Short exercise:
List every line of the data below that contains the string "roof", with case counting.

::: Provided records

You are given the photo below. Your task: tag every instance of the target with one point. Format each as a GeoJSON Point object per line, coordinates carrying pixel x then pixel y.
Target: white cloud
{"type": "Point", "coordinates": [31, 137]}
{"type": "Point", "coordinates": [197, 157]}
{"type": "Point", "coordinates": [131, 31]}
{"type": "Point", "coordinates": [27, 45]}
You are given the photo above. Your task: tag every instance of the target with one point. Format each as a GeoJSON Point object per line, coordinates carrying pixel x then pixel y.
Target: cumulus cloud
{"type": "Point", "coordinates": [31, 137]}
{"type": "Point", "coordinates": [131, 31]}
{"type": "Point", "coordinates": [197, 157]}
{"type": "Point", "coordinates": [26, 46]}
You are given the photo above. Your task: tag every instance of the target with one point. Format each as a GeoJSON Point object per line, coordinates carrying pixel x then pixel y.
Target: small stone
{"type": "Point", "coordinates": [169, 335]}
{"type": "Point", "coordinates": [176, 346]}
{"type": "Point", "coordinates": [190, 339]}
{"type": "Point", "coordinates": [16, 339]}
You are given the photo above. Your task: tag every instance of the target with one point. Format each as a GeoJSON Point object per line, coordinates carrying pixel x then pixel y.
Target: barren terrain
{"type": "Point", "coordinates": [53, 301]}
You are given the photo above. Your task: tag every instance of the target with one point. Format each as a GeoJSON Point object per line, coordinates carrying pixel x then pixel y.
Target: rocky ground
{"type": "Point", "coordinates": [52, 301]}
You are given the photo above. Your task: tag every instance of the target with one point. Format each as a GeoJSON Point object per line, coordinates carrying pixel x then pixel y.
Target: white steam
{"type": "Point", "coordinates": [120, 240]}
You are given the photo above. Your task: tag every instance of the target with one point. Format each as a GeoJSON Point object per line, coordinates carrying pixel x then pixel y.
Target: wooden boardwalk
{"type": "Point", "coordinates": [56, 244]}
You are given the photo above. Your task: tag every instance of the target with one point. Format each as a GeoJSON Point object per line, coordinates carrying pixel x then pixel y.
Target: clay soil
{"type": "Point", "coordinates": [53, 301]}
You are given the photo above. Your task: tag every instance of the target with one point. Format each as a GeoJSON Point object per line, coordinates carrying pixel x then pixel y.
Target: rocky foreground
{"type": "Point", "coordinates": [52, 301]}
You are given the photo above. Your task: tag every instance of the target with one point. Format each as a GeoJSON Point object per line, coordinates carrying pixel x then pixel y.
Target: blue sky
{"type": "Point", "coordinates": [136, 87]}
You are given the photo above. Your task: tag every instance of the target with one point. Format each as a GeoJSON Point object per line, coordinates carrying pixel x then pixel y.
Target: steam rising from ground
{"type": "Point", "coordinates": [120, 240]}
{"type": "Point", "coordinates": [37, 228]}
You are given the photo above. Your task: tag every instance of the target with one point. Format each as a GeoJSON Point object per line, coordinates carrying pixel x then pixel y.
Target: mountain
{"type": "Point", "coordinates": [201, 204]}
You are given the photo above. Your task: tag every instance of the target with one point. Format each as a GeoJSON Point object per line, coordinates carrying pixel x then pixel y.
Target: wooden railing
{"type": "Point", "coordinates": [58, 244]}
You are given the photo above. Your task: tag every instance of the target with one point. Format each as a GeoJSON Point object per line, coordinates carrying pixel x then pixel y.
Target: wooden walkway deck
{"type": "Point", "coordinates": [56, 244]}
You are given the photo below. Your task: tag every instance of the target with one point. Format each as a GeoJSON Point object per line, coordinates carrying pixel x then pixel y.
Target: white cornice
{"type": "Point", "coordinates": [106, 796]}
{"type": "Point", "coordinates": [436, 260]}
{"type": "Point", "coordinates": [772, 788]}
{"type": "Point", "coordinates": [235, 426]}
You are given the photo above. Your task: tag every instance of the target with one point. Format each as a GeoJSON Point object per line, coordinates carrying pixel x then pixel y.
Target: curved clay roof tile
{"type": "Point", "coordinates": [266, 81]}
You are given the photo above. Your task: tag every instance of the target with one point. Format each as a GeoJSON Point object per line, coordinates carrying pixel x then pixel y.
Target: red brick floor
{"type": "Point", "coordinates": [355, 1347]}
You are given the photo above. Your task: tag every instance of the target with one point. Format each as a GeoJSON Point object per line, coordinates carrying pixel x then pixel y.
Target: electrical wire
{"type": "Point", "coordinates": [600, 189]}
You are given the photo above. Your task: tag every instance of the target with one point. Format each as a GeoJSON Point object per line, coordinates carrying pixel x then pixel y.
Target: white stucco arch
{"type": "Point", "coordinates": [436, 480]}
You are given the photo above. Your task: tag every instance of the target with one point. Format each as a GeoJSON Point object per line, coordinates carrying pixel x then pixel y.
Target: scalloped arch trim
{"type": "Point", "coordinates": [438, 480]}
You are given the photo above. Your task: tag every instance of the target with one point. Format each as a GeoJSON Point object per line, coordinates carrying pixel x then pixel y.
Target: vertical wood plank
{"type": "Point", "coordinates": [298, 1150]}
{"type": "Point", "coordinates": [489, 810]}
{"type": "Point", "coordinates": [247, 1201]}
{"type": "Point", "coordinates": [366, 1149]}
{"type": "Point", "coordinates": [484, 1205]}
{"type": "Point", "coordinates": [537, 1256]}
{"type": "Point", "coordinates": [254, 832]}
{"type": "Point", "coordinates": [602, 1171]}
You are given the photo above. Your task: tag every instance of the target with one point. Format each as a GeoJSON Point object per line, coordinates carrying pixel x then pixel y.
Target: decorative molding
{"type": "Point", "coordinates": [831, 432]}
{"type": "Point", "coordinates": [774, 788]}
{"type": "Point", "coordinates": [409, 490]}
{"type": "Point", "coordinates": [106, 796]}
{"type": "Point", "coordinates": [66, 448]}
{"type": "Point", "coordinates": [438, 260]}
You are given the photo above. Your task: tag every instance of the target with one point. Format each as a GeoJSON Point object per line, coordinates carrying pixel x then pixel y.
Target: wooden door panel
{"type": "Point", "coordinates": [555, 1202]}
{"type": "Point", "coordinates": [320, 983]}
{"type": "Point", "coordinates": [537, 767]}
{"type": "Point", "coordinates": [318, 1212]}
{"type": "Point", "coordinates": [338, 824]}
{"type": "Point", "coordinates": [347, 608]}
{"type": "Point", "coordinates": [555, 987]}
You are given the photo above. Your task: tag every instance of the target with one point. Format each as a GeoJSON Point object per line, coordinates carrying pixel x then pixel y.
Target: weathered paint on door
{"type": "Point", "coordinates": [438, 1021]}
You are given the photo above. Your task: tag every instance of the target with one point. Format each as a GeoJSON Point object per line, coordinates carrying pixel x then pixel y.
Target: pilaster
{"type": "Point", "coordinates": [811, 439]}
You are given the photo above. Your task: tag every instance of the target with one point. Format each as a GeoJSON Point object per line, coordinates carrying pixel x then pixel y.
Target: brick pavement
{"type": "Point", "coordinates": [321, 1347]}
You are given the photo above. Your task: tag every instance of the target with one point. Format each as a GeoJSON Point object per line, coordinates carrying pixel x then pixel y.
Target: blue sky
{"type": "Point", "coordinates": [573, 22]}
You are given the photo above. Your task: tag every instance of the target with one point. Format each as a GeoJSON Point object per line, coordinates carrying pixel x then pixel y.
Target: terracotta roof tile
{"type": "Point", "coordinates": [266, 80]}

::::::

Problem solution:
Target: curved clay roof tile
Target: terracotta roof tile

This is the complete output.